BEGIN EXERCISE MATERIALS
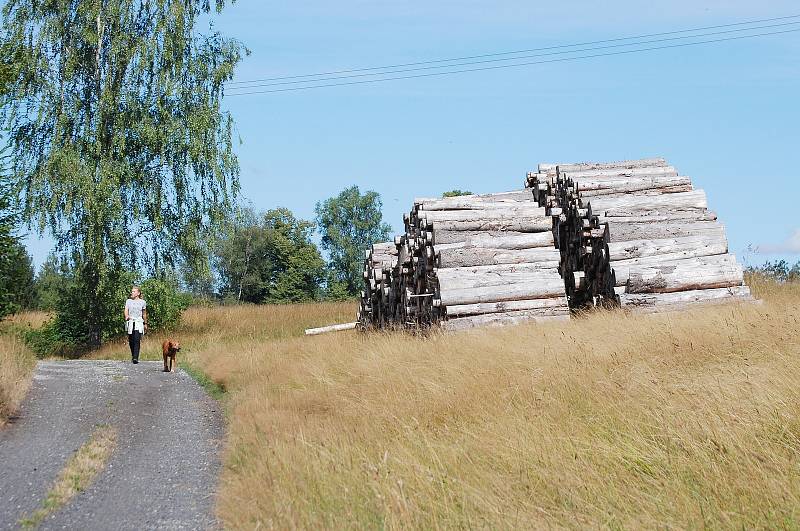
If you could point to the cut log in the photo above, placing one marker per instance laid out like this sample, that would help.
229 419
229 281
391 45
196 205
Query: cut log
586 185
496 268
529 210
519 240
513 195
656 216
498 319
456 236
471 256
610 193
451 283
652 171
622 268
555 303
583 166
331 328
695 199
521 224
620 232
681 276
687 246
659 302
547 288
END EXERCISE MATERIALS
● WHAT IS NEEDED
Swap each "cut log" in the records above for "sawn log" and write their lines out again with nothing else altered, omitting the pictures.

● RESPONSE TO THIS EXERCISE
If you could point to the sawn log in the photo above, placing one marker per instance laid out like this sample, that would help.
229 419
229 281
391 45
196 205
Query: sawn log
586 185
496 268
529 210
519 240
513 195
656 216
498 319
456 236
471 256
610 193
451 283
652 171
622 268
555 303
583 166
331 328
695 199
521 224
620 232
681 276
687 246
659 302
547 288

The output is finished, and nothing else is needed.